-- Start --
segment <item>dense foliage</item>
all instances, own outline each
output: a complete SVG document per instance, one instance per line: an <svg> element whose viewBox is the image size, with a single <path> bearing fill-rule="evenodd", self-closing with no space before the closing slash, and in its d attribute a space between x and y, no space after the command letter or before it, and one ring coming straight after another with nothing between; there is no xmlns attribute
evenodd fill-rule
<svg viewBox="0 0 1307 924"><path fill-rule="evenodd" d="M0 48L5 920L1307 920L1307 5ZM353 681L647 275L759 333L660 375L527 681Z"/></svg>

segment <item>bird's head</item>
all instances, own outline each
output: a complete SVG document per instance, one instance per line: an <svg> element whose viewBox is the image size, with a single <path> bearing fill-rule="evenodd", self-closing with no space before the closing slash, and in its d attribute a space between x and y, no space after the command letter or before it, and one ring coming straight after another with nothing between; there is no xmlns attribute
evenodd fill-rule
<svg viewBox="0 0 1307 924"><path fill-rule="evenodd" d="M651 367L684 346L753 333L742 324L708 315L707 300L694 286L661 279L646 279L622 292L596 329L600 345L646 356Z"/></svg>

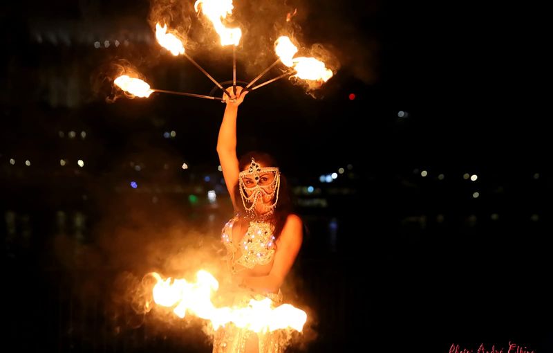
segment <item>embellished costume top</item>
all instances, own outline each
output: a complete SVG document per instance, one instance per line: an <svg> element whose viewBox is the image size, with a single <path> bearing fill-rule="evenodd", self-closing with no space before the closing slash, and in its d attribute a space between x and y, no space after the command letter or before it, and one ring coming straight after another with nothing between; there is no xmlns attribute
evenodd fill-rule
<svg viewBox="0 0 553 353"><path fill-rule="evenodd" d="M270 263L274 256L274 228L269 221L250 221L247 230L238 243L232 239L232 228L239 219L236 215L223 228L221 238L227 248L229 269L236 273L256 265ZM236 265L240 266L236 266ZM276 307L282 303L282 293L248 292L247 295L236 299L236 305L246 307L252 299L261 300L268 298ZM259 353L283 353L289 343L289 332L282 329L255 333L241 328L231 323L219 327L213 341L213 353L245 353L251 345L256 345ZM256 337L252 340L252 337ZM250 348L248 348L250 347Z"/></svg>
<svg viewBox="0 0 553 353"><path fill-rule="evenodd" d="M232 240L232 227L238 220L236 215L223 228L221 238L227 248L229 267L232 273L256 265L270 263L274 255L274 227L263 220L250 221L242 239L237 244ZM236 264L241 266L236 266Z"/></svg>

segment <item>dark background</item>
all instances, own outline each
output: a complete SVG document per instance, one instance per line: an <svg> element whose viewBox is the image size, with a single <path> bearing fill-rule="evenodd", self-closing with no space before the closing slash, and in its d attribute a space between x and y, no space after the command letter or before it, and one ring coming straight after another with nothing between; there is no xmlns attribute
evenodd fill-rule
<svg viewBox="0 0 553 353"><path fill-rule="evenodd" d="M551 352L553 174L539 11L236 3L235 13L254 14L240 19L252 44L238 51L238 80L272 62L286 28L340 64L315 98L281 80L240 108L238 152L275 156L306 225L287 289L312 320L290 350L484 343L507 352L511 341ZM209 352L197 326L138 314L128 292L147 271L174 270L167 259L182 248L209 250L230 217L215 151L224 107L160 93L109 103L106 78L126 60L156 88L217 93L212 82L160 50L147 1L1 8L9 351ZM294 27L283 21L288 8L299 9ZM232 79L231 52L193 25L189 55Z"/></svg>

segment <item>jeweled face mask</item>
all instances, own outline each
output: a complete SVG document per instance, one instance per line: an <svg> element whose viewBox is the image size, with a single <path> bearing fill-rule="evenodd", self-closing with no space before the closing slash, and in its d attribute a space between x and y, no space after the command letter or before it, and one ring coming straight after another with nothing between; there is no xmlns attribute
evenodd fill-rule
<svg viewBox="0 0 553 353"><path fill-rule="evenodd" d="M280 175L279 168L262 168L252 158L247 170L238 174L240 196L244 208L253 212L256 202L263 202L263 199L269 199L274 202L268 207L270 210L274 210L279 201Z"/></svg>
-- End --
#### EXERCISE REQUIREMENTS:
Recast all of the material above as a JSON list of strings, one string per line, skipping blank lines and leaving out the pictures.

#### FULL ANSWER:
[
  "segment <item>dense foliage</item>",
  "all instances, own outline each",
  "output: a complete SVG document per instance, one instance per line: an <svg> element whose viewBox is the image size, with a single <path> bearing fill-rule=\"evenodd\", self-closing with no space before the closing slash, and in its d attribute a space between x and y, no space after the command letter or before it, and one ring coming straight after another with nothing between; there is no xmlns attribute",
  "evenodd fill-rule",
  "<svg viewBox=\"0 0 1307 924\"><path fill-rule=\"evenodd\" d=\"M0 48L5 920L1307 920L1307 5ZM353 681L647 275L759 333L660 375L527 681Z\"/></svg>",
  "segment <item>bird's head</item>",
  "all instances, own outline each",
  "output: a complete SVG document per instance, one instance per line: an <svg> element whose viewBox is the image size, with a single <path> bearing fill-rule=\"evenodd\", self-closing with no space before the closing slash, and in its d attribute a space between x and y, no space after the command letter or before it, and one ring coming straight after another with nothing between; there is no xmlns attribute",
  "evenodd fill-rule",
  "<svg viewBox=\"0 0 1307 924\"><path fill-rule=\"evenodd\" d=\"M651 367L684 346L753 333L742 324L708 315L707 300L694 286L661 279L646 279L622 292L596 329L600 345L646 356Z\"/></svg>",
  "segment <item>embellished costume top</item>",
  "all instances, own outline each",
  "output: a complete SVG document per instance, one instance per line: an <svg> element whose viewBox is the image size, with a single <path> bearing fill-rule=\"evenodd\", self-closing with no space before the closing slash, and in its d attribute a space between x and y, no space after the command letter or before it, and one ring coming straight after another with nothing between; there is no xmlns attribute",
  "evenodd fill-rule",
  "<svg viewBox=\"0 0 553 353\"><path fill-rule=\"evenodd\" d=\"M270 263L274 256L274 228L269 221L250 221L247 230L238 243L232 239L232 228L239 219L236 215L223 228L221 238L227 248L229 269L236 273L256 265ZM236 265L240 266L236 266ZM276 307L282 303L282 293L248 292L247 295L236 299L236 305L246 307L252 299L261 300L268 298ZM259 353L283 353L289 343L289 332L282 329L255 333L241 328L231 323L219 327L213 341L213 353L245 353L251 345L256 345ZM256 337L252 340L252 337ZM250 348L248 348L250 347Z\"/></svg>",
  "<svg viewBox=\"0 0 553 353\"><path fill-rule=\"evenodd\" d=\"M232 240L232 227L238 220L236 215L223 228L221 238L227 248L229 267L232 273L256 265L270 263L274 255L274 227L263 220L250 221L242 239L237 244ZM236 264L241 266L236 266Z\"/></svg>",
  "segment <item>dark background</item>",
  "all instances, own outline each",
  "output: a complete SVG document per instance, one instance per line: an <svg> element whose viewBox is the image size, with a single <path> bearing fill-rule=\"evenodd\", self-closing with no space before the closing slash, and in its d attribute a space between x and y, no space after the command letter or before it, and one ring coming straight after another with nothing between; there is no xmlns attribute",
  "evenodd fill-rule",
  "<svg viewBox=\"0 0 553 353\"><path fill-rule=\"evenodd\" d=\"M551 352L553 174L539 11L236 3L235 13L254 14L240 19L252 44L238 51L238 80L272 62L286 28L340 64L315 98L281 80L240 108L238 152L275 156L306 225L287 289L312 320L290 350L484 343L507 352L511 341ZM209 352L197 326L138 314L128 292L147 271L174 270L167 259L182 248L209 250L230 217L215 151L224 107L160 93L109 103L106 78L126 60L156 88L217 93L212 82L160 50L147 1L1 8L9 351ZM294 27L283 21L288 8L299 9ZM232 79L231 52L193 25L189 55Z\"/></svg>",
  "segment <item>jeweled face mask</item>",
  "all instances, own outline each",
  "output: a complete SVG document per instance, one instance per line: an <svg> element whose viewBox is the image size, with a single <path> bearing fill-rule=\"evenodd\", self-closing with no space before the closing slash, and in its d attribute a space between x and y, no space after the command letter or before it, and one ring coming straight after another with nothing between; there is no xmlns attribute",
  "evenodd fill-rule",
  "<svg viewBox=\"0 0 553 353\"><path fill-rule=\"evenodd\" d=\"M280 175L279 168L262 168L252 158L247 170L238 174L240 196L244 208L253 212L256 202L263 202L263 199L269 199L274 202L268 207L270 210L274 210L279 201Z\"/></svg>"
]